Copy out all the records below, switching every "Locate" to "Find" and keeping everything else the same. Leave the pictures out of your answer.

Collected data
....
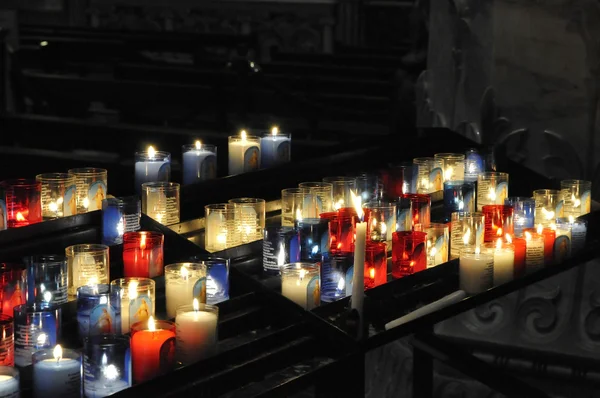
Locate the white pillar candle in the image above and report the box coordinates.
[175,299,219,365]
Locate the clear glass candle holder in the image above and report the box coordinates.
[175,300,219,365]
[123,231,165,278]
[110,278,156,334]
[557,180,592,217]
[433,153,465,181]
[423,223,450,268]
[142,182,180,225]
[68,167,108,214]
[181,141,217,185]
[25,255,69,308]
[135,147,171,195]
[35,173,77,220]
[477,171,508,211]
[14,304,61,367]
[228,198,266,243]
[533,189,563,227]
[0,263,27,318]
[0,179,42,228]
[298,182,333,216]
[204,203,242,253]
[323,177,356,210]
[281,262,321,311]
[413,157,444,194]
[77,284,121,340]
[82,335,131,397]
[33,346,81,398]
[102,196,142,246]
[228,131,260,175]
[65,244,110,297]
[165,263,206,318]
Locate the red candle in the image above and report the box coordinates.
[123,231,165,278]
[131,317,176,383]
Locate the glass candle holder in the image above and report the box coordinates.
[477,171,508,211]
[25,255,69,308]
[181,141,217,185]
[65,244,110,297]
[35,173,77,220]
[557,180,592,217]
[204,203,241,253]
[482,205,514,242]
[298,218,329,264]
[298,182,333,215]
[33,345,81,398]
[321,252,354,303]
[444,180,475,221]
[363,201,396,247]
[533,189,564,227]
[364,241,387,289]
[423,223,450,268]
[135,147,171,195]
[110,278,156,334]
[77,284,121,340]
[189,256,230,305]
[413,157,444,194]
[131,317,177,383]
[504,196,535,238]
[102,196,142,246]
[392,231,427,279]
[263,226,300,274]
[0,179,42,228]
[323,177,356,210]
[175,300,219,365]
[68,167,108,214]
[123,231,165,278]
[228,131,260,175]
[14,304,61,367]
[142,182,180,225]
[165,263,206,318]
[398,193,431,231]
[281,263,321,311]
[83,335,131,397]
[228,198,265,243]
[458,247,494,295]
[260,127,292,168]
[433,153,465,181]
....
TASK ANSWER »
Find the white pillar candle in the image above and report the box coordinates.
[175,299,219,365]
Find the clear glass candle holder in the image above and report the box coordinates.
[175,300,219,365]
[123,231,165,278]
[110,278,156,334]
[557,180,592,217]
[433,153,465,181]
[423,223,450,268]
[142,182,180,225]
[68,167,108,214]
[181,141,217,185]
[25,255,69,308]
[135,147,171,195]
[35,173,77,220]
[477,171,508,211]
[14,304,61,367]
[228,198,266,243]
[533,189,563,227]
[0,263,27,318]
[0,179,42,228]
[298,182,333,216]
[204,203,242,253]
[323,177,356,210]
[281,262,321,311]
[413,157,444,194]
[77,284,121,340]
[82,335,131,397]
[33,346,81,398]
[102,196,142,246]
[228,131,260,175]
[65,244,110,297]
[165,263,206,318]
Find the red candle in the image above and report the box coordinates.
[123,231,165,278]
[131,317,176,383]
Find the glass candle holder in the image above and report the box coordinates.
[477,171,508,211]
[25,255,69,308]
[181,141,217,185]
[65,244,110,297]
[35,173,77,220]
[557,180,592,217]
[204,203,241,253]
[482,205,514,242]
[298,218,329,264]
[298,182,333,215]
[33,345,81,398]
[321,252,354,303]
[444,180,475,221]
[363,201,396,247]
[533,189,564,227]
[364,241,387,289]
[423,223,450,268]
[135,147,171,195]
[110,278,156,334]
[77,284,121,340]
[189,256,230,305]
[413,157,444,194]
[131,317,177,383]
[504,196,535,238]
[102,196,142,246]
[392,231,427,279]
[263,226,300,274]
[0,179,42,228]
[323,177,356,210]
[175,300,219,365]
[68,167,108,214]
[123,231,165,278]
[228,131,260,175]
[14,304,61,367]
[142,182,180,225]
[165,263,206,318]
[398,193,431,231]
[281,263,321,311]
[83,335,131,397]
[228,198,265,243]
[458,247,494,295]
[260,127,292,168]
[433,153,465,181]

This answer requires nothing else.